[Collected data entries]
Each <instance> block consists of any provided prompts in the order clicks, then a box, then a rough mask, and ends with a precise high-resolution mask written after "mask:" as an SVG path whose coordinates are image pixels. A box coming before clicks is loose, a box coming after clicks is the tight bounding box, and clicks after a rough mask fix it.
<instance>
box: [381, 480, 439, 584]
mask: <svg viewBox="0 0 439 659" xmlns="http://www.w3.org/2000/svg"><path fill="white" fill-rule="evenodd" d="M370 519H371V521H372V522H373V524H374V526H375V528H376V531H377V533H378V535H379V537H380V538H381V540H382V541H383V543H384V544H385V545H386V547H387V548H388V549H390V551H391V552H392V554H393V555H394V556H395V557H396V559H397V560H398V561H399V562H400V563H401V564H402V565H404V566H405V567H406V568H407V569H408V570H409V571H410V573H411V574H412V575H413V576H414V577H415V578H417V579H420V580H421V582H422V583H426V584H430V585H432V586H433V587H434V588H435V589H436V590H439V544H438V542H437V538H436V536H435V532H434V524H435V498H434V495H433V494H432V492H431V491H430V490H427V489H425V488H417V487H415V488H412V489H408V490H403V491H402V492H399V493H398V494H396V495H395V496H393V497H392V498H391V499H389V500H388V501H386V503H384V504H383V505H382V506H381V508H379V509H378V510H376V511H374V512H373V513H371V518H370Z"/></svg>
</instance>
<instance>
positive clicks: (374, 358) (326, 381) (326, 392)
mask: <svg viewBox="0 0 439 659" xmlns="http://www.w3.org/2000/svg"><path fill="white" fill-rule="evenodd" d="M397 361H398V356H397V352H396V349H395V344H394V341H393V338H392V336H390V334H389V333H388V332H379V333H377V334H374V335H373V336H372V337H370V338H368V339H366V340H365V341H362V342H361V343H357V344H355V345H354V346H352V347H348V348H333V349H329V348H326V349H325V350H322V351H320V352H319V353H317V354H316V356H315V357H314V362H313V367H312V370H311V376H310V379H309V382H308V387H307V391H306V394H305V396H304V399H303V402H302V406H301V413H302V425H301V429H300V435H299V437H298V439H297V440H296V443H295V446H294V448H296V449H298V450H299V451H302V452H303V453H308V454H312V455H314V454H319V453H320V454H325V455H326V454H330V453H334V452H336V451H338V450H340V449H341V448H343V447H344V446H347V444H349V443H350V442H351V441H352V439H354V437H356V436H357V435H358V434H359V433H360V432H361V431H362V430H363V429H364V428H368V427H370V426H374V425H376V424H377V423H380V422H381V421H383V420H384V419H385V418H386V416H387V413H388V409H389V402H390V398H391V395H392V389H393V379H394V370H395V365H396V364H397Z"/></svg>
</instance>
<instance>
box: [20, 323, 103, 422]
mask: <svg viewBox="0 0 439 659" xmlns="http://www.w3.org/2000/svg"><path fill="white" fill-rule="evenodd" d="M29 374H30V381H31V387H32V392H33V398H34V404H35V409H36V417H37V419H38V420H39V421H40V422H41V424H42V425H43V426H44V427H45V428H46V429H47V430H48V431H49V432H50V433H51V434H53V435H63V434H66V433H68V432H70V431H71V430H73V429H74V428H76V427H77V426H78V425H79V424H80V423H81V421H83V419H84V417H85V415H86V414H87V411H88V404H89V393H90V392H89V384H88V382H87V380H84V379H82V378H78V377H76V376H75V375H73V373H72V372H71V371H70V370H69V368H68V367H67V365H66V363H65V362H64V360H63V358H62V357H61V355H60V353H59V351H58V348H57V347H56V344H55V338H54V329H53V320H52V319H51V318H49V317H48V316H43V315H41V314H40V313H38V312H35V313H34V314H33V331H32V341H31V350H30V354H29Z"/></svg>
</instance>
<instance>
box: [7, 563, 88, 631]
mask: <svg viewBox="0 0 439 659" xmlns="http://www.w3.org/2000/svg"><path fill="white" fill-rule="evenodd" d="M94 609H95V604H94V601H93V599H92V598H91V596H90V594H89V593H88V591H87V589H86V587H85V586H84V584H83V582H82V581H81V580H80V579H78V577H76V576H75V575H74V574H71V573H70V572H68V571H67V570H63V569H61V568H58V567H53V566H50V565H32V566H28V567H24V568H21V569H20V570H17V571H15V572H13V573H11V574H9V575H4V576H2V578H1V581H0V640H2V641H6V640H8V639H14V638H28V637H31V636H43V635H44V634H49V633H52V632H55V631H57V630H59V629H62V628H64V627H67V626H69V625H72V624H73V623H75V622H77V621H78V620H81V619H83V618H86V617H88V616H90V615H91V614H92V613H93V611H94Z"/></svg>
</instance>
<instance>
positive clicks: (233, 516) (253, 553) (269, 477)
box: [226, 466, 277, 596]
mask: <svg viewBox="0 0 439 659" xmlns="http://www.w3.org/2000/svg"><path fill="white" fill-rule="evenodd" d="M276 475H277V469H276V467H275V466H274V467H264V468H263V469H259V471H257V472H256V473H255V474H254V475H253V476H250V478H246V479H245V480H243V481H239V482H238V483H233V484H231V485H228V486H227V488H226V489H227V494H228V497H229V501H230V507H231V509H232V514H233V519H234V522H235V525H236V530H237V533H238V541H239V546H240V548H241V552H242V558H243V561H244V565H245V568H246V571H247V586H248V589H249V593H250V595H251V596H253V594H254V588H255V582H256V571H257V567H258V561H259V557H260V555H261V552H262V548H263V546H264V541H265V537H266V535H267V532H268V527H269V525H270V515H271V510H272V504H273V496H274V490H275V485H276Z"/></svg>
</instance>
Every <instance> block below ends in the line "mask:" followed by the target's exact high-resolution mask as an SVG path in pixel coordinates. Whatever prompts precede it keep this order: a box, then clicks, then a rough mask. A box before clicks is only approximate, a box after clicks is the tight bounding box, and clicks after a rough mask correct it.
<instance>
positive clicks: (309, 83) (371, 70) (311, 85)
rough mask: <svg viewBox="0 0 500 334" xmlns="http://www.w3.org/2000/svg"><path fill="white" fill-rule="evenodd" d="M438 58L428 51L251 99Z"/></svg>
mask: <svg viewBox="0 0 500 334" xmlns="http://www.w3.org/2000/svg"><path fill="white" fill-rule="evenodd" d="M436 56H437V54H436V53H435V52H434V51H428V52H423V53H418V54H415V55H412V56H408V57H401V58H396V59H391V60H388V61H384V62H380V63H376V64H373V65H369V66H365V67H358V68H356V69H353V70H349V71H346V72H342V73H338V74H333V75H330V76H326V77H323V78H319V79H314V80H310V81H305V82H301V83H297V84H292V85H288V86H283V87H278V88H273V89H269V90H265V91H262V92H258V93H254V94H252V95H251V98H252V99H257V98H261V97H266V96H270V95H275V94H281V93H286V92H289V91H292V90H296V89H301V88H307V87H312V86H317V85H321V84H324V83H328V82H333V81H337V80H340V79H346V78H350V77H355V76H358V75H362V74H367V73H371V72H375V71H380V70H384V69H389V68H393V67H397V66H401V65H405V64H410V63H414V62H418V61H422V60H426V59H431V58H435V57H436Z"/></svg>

▶ How to complete this task
Reproduce every single entry above exactly.

▶ Solution to this task
Each <instance> block consists of any provided prompts in the order clicks, then a box, then a rough mask, and ends with a precise high-resolution mask written after "mask:" as an SVG path whose coordinates are image pixels. A box coming before clicks is loose, a box coming after clicks is the tight bounding box, and clicks after a rough mask fix it.
<instance>
box: [381, 480, 439, 584]
mask: <svg viewBox="0 0 439 659" xmlns="http://www.w3.org/2000/svg"><path fill="white" fill-rule="evenodd" d="M370 519H371V521H372V522H373V524H374V526H375V528H376V531H377V533H378V535H379V537H380V538H381V540H382V541H383V543H384V544H385V545H386V547H387V548H388V549H390V551H391V552H392V554H393V555H394V556H395V557H396V559H397V560H398V561H399V562H400V563H401V564H402V565H404V566H405V567H406V568H407V569H408V570H409V571H410V573H411V574H412V575H413V576H414V577H415V578H417V579H420V580H421V582H422V583H426V584H430V585H432V586H433V587H434V588H435V589H436V590H439V544H438V542H437V538H436V536H435V532H434V524H435V498H434V495H433V494H432V492H431V491H430V490H427V489H425V488H417V487H415V488H412V489H408V490H403V491H402V492H399V493H398V494H396V495H395V496H393V497H392V498H391V499H389V500H388V501H386V503H384V504H383V505H382V506H381V508H379V509H378V510H376V511H374V512H373V513H371V518H370Z"/></svg>
</instance>
<instance>
positive clicks: (374, 358) (326, 381) (326, 392)
mask: <svg viewBox="0 0 439 659" xmlns="http://www.w3.org/2000/svg"><path fill="white" fill-rule="evenodd" d="M397 361H398V356H397V352H396V349H395V344H394V341H393V338H392V336H390V334H389V333H388V332H379V333H377V334H374V335H373V336H372V337H370V338H368V339H366V340H365V341H362V342H361V343H357V344H355V345H354V346H352V347H348V348H333V349H329V348H326V349H325V350H322V351H320V352H319V353H317V354H316V356H315V357H314V362H313V367H312V370H311V376H310V379H309V382H308V387H307V391H306V394H305V396H304V399H303V402H302V406H301V413H302V425H301V429H300V435H299V437H298V439H297V440H296V443H295V446H294V448H296V449H298V450H299V451H302V452H303V453H308V454H312V455H314V454H319V453H320V454H325V455H326V454H330V453H334V452H336V451H338V450H340V449H341V448H343V447H344V446H347V444H349V443H350V442H351V441H352V439H354V437H356V436H357V435H358V434H359V433H360V432H361V431H362V430H363V429H364V428H368V427H370V426H374V425H376V424H377V423H380V422H381V421H383V420H384V419H385V418H386V416H387V413H388V409H389V402H390V398H391V395H392V389H393V379H394V370H395V365H396V364H397Z"/></svg>
</instance>
<instance>
box: [20, 323, 103, 422]
mask: <svg viewBox="0 0 439 659" xmlns="http://www.w3.org/2000/svg"><path fill="white" fill-rule="evenodd" d="M29 374H30V381H31V387H32V392H33V398H34V404H35V409H36V417H37V419H38V420H39V421H40V422H41V424H42V425H43V426H44V427H45V428H46V429H47V430H48V431H49V432H50V433H51V434H53V435H63V434H66V433H68V432H70V431H71V430H73V429H74V428H76V427H77V426H78V425H79V424H80V423H81V421H83V419H84V417H85V415H86V414H87V411H88V404H89V393H90V392H89V384H88V382H87V380H84V379H82V378H78V377H76V376H75V375H73V373H72V372H71V371H70V370H69V368H68V367H67V365H66V363H65V362H64V360H63V358H62V357H61V355H60V353H59V351H58V348H57V347H56V344H55V338H54V329H53V320H52V319H51V318H49V317H48V316H43V315H41V314H40V313H38V312H35V313H34V314H33V331H32V341H31V350H30V354H29Z"/></svg>
</instance>
<instance>
box: [7, 563, 88, 631]
mask: <svg viewBox="0 0 439 659" xmlns="http://www.w3.org/2000/svg"><path fill="white" fill-rule="evenodd" d="M94 609H95V604H94V601H93V599H92V598H91V596H90V594H89V593H88V591H87V589H86V587H85V586H84V584H83V582H82V581H81V580H80V579H78V577H76V576H75V575H74V574H71V573H70V572H68V571H67V570H63V569H61V568H58V567H53V566H50V565H32V566H28V567H24V568H21V569H20V570H17V571H15V572H13V573H11V574H9V575H4V576H2V578H1V581H0V640H2V641H6V640H8V639H14V638H28V637H31V636H43V635H44V634H49V633H52V632H55V631H57V630H59V629H62V628H64V627H67V626H69V625H72V624H73V623H75V622H77V621H78V620H81V619H83V618H86V617H88V616H90V615H91V614H92V613H93V611H94Z"/></svg>
</instance>
<instance>
positive clicks: (233, 516) (253, 553) (269, 477)
box: [226, 466, 277, 596]
mask: <svg viewBox="0 0 439 659" xmlns="http://www.w3.org/2000/svg"><path fill="white" fill-rule="evenodd" d="M276 475H277V469H276V467H275V466H274V467H264V468H263V469H259V471H257V472H256V473H255V474H254V475H253V476H250V478H246V479H245V480H243V481H239V482H238V483H233V484H231V485H228V486H227V488H226V489H227V494H228V497H229V501H230V507H231V509H232V514H233V519H234V522H235V525H236V530H237V533H238V541H239V546H240V548H241V552H242V558H243V561H244V565H245V568H246V571H247V586H248V589H249V593H250V595H251V596H253V594H254V588H255V582H256V571H257V567H258V561H259V557H260V555H261V552H262V548H263V546H264V541H265V537H266V535H267V532H268V527H269V525H270V515H271V510H272V504H273V496H274V490H275V485H276Z"/></svg>
</instance>
Every <instance> block below ends in the line "mask:" followed by the target's exact high-resolution mask as an SVG path in pixel coordinates. Whatever prompts precede it keep this order: a box, then clicks, then a rough mask. A box before clicks is only approximate, a box after clicks is the tight bounding box, and clicks after a rough mask correct it.
<instance>
positive clicks: (309, 83) (371, 70) (311, 85)
rough mask: <svg viewBox="0 0 500 334" xmlns="http://www.w3.org/2000/svg"><path fill="white" fill-rule="evenodd" d="M438 58L428 51L251 99Z"/></svg>
mask: <svg viewBox="0 0 500 334" xmlns="http://www.w3.org/2000/svg"><path fill="white" fill-rule="evenodd" d="M436 56H437V54H436V53H435V52H434V51H428V52H423V53H418V54H415V55H412V56H408V57H401V58H396V59H391V60H388V61H384V62H380V63H376V64H373V65H369V66H365V67H358V68H356V69H353V70H349V71H346V72H342V73H338V74H333V75H330V76H326V77H323V78H319V79H314V80H310V81H305V82H301V83H297V84H292V85H288V86H283V87H278V88H273V89H269V90H265V91H262V92H258V93H254V94H252V95H251V98H252V99H257V98H261V97H266V96H270V95H275V94H281V93H286V92H289V91H292V90H296V89H301V88H307V87H312V86H317V85H321V84H324V83H328V82H333V81H337V80H340V79H346V78H350V77H355V76H358V75H362V74H367V73H371V72H375V71H380V70H384V69H389V68H393V67H397V66H401V65H405V64H410V63H414V62H418V61H422V60H426V59H431V58H435V57H436Z"/></svg>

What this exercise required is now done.